DBSFstupid · 15/07/2025 19:10

@ThePunnyPeachPoet Oh how desperately sad. I'm so so sorry for you xx💔

thepariscrimefiles · 15/07/2025 19:11

coffeeandmycats · 15/07/2025 19:08

maybe her home situation isn't okay and she can't afford the day off unfortunately.

The woman lives on her own and is able to work from home whenever she wants. She chose to come into work when ill and didn't even follow the rudimentary rules of hygiene.

Miffsmum · 15/07/2025 19:12

I’m so sorry you lost your baby OP.
in your place I think I would leave as I would always associate it with what happened.
Before I wrote my resignation letter, though, I think I would discuss it, and my reasons, with a manager I felt would be sympathetic.
Your feelings are valid and I believe you will always blame this woman, whether it was her fault or not, it could have been her.
In any workplace where women of childbearing age work, anyone could be pregnant and at risk of random illnesses so it shouldn’t be ignored.

LouH1981 · 15/07/2025 19:12

Secularbeaver · 15/07/2025 18:26

After my second miscarriage I was irrationally angry at the world. It was a plumber fitting a radiator that I absolutely hated. It wasn't her fault, it was inconsiderate but no more. But I completely understand. I'm so sorry.

♥️♥️
I got the absolute rage with my neighbour who decided to trim her stupid hedge right under my bedroom window. It was 2pm in the daytime so perfectly reasonable but I’d just returned from hospital and I just wanted to go to sleep and for the world to stop while I tried to process it all 😞

Yuasa · 15/07/2025 19:15

I think anyone would feel the same in your shoes.

However, I agree with pps who say ultimately this woman should not be blamed. Colds can persist (I almost always have some symptoms that linger for weeks) and WFH the whole time may not be reasonable. I stayed at home the first few days with my last cold as, like the colleague here, I can. But keeping away from the office longer would have raised eyebrows, so I went back when I was over the worst of it. If there is an expectation that people don't come in for as long as they have any symptoms, management need to mandate it. Otherwise, people will come in, and it's not because they're selfish or attention-seeking.

(Although there is never any excuse for not covering your mouth when coughing or leaving snotty tissues about.)

- TASKS FOR THIS EXERCISE:
A - Write out the part of the forum thread starting with "maybe her home" and going on through "have been her.".
B - Answer these questions about the forum thread:
(i) According to thepariscrimefiles, does the woman live with anyone?
(ii) What was the plumber fitting in Secularbeaver's post?
(iii) At what time did LouH1981's neighbour trim the hedge?

- DATA SUPPLIED:
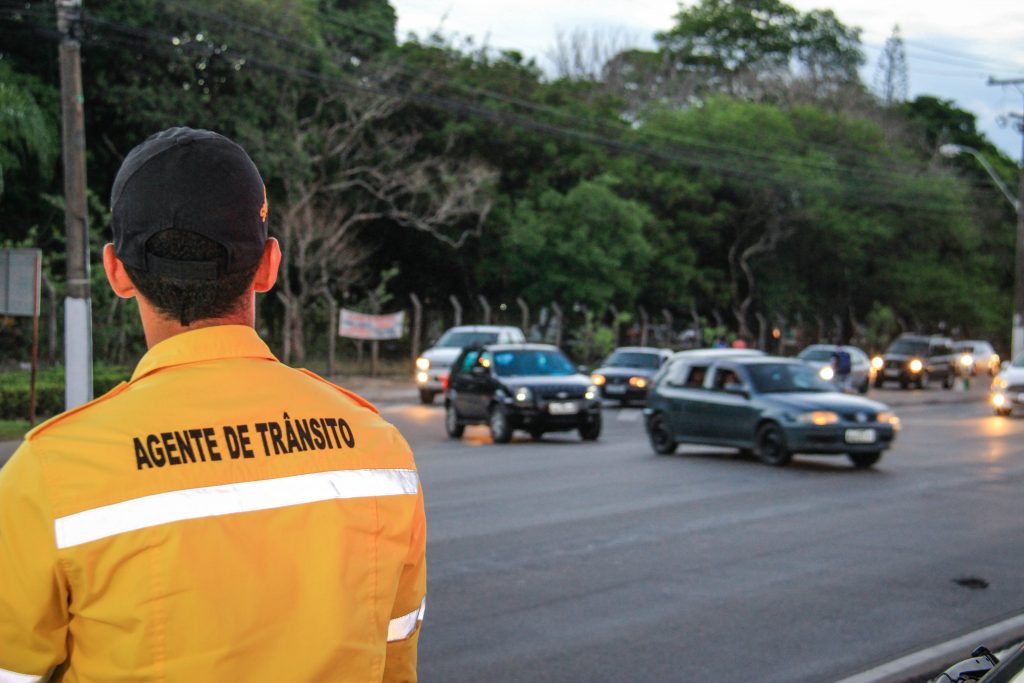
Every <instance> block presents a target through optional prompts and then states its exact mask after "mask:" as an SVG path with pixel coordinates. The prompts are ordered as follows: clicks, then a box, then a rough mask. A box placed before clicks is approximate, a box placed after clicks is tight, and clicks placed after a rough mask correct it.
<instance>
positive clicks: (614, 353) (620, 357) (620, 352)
...
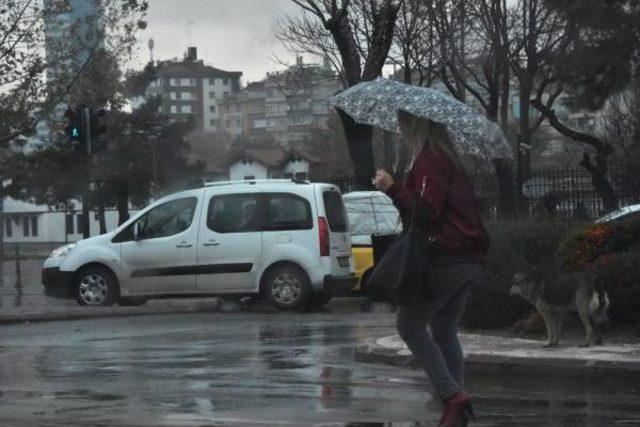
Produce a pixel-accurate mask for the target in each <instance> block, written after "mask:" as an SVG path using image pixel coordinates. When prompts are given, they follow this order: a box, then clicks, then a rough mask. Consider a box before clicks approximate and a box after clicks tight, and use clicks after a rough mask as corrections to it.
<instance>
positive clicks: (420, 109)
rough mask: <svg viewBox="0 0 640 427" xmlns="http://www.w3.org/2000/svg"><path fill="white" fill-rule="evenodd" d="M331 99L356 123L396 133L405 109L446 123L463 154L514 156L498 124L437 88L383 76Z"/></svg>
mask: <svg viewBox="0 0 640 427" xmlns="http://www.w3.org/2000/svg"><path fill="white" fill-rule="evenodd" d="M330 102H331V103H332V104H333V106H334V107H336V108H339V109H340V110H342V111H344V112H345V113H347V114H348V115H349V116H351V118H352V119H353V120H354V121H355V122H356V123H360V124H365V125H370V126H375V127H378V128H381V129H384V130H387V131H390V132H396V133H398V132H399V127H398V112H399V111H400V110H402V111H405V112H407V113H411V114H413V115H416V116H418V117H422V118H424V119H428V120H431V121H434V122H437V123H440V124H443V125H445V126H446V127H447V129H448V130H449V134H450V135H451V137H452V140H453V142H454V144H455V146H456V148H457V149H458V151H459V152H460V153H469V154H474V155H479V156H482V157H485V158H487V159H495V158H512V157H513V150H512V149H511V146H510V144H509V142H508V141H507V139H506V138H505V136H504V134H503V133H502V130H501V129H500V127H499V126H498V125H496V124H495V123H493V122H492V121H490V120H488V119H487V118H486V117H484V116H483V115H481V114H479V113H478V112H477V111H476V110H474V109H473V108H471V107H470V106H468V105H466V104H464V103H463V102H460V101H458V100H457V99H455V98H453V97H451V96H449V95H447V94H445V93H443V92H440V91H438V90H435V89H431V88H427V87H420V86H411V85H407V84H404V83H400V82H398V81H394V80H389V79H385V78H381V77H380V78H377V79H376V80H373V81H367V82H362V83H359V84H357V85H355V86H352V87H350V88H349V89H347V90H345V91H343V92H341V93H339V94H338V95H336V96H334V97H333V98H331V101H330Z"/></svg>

- ANSWERS FOR THE EXERCISE:
A -
maybe her home situation isn't okay and she can't afford the day off unfortunately.

The woman lives on her own and is able to work from home whenever she wants. She chose to come into work when ill and didn't even follow the rudimentary rules of hygiene.

Miffsmum · 15/07/2025 19:12

I’m so sorry you lost your baby OP.
in your place I think I would leave as I would always associate it with what happened.
Before I wrote my resignation letter, though, I think I would discuss it, and my reasons, with a manager I felt would be sympathetic.
Your feelings are valid and I believe you will always blame this woman, whether it was her fault or not, it could have been her.

B -
(i) No, she lives on her own.
(ii) A radiator.
(iii) 2pm.